- **DIRECTIONS**:
Copy each entry verbatim, excluding its images.

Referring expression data
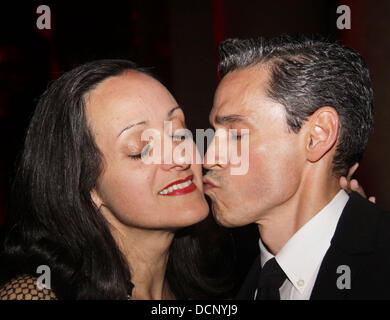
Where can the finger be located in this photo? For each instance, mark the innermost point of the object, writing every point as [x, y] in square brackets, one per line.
[372, 199]
[352, 170]
[354, 185]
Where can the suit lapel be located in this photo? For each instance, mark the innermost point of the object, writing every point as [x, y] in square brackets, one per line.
[351, 245]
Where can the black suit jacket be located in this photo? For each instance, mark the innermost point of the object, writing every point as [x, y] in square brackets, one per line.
[361, 242]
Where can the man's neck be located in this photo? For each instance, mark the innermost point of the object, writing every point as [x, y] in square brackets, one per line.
[282, 222]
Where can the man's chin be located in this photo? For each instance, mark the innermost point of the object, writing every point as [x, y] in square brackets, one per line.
[225, 218]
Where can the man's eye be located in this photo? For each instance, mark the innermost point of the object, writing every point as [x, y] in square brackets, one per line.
[144, 152]
[236, 136]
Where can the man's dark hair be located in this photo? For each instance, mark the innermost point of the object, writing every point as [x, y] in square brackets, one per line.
[307, 74]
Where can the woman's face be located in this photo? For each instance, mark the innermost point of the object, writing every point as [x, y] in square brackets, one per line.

- **SOLUTION FOR THIS TASK**:
Where can the finger be located in this photo? For each instance, mark the innermost point of the object, writing every point as [x, y] in square brackets, one per line.
[372, 199]
[352, 170]
[354, 185]
Where can the suit lapel be located in this photo? For each instance, mark the innermost point of the object, writing every point as [x, y] in square brackets, one per line.
[351, 245]
Where can the black suit jacket be located in this photo? For each instance, mark the innermost point of the object, writing every point as [x, y] in square brackets, one per line.
[361, 242]
Where can the man's neck be located in this photo? For each instance, mark the innermost point of the object, writing every point as [x, y] in square brackets, one per line.
[282, 222]
Where can the man's chin be located in this photo? For each instance, mark the innermost point of the object, writing every point as [x, y] in square brackets, one per line.
[225, 218]
Where can the man's eye be located in this photo? For each instance, mark the innermost point of the object, writing every point as [x, y] in square brackets, one per line.
[144, 152]
[236, 136]
Where can the man's dark hair be located in this photo? For each instance, mark the innermost point of the object, writing every point as [x, y] in square brackets, one per line.
[307, 74]
Where can the woman's face be located in this photo? For each instance, mark the innermost point of the object, writing every point as [x, y] in square brackets, one per line.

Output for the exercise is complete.